WHAT THE TASK REQUIRES: Using the entries below, return word for word the lines from the one containing "Where can you see the tree branch?" up to and including the last.

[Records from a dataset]

....................

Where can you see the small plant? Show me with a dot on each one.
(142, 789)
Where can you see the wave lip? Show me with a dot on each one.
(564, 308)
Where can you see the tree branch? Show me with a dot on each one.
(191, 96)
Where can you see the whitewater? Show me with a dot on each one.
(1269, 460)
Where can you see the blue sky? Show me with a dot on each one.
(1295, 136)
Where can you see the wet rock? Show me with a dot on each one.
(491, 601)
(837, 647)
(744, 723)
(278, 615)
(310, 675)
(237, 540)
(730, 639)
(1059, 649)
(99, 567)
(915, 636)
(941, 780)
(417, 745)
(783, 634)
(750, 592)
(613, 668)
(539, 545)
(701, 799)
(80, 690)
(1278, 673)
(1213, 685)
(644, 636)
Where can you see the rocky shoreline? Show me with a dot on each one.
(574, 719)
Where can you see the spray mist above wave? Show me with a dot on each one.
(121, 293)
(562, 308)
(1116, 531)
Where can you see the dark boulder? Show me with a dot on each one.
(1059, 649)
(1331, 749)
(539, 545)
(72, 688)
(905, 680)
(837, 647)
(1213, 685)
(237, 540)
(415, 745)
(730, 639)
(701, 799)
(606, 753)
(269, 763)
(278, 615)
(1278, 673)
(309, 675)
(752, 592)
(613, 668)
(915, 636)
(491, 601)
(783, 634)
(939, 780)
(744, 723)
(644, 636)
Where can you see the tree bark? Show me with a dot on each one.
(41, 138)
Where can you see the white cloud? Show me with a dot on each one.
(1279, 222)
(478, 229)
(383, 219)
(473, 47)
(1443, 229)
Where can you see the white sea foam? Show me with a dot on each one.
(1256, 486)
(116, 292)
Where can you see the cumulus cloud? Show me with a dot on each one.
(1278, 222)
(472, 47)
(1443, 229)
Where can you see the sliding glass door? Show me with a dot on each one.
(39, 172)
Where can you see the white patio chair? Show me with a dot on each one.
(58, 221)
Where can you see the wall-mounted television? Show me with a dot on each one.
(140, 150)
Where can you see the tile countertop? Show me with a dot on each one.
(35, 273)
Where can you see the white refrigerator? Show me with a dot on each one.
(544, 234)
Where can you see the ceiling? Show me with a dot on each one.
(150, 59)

....................

SOLUTION FOR THIS PROBLEM:
Where can you see the tree branch? Show me with a dot on each one.
(191, 96)
Where can you see the whitewater? Show me with a dot on each one.
(1269, 460)
Where can you see the blue sky? Show me with a dot on each one.
(1295, 136)
Where can you see the wet rock? Show me with a dot on each one.
(491, 601)
(837, 647)
(744, 723)
(278, 615)
(310, 675)
(237, 540)
(730, 639)
(1059, 649)
(99, 567)
(915, 636)
(941, 780)
(417, 745)
(783, 634)
(750, 592)
(613, 668)
(539, 545)
(701, 799)
(80, 690)
(1278, 673)
(1213, 685)
(644, 636)
Where can you see the rocky shoreline? Show me with a dot on each one.
(574, 719)
Where can you see the spray mist above wave? Show me with a dot on each one.
(121, 293)
(562, 308)
(1116, 531)
Where can you see the dark boulder? Show me with a dot on each one.
(1059, 649)
(1331, 749)
(539, 545)
(72, 688)
(905, 680)
(837, 647)
(1213, 685)
(237, 540)
(415, 745)
(730, 639)
(701, 799)
(606, 753)
(269, 763)
(278, 615)
(1278, 673)
(309, 675)
(752, 592)
(613, 668)
(915, 636)
(491, 601)
(783, 634)
(939, 780)
(744, 723)
(644, 636)
Where can you see the tree bark? Show me with a dot on each one.
(41, 138)
Where can you see the white cloud? Show me with a dot on each one.
(1279, 222)
(478, 229)
(383, 219)
(473, 47)
(1443, 229)
Where can you see the white sea foam? Show me with a dot on each one.
(1256, 486)
(116, 292)
Where can you see the cumulus cloud? Show me with a dot on each one.
(1278, 222)
(472, 47)
(1443, 229)
Where can you see the sliding glass door? Show me with a dot on each one.
(39, 172)
Where can you see the white patio chair? Show me with a dot on each one.
(58, 221)
Where can you see the wall-mounted television? Show me with a dot on each one.
(140, 150)
Where can you see the tile countertop? Show me with a dot on each one.
(35, 273)
Where can you see the white refrigerator? Show me with a dot on each one.
(544, 234)
Where can you see the ceiling? Show me with a dot on each one.
(150, 59)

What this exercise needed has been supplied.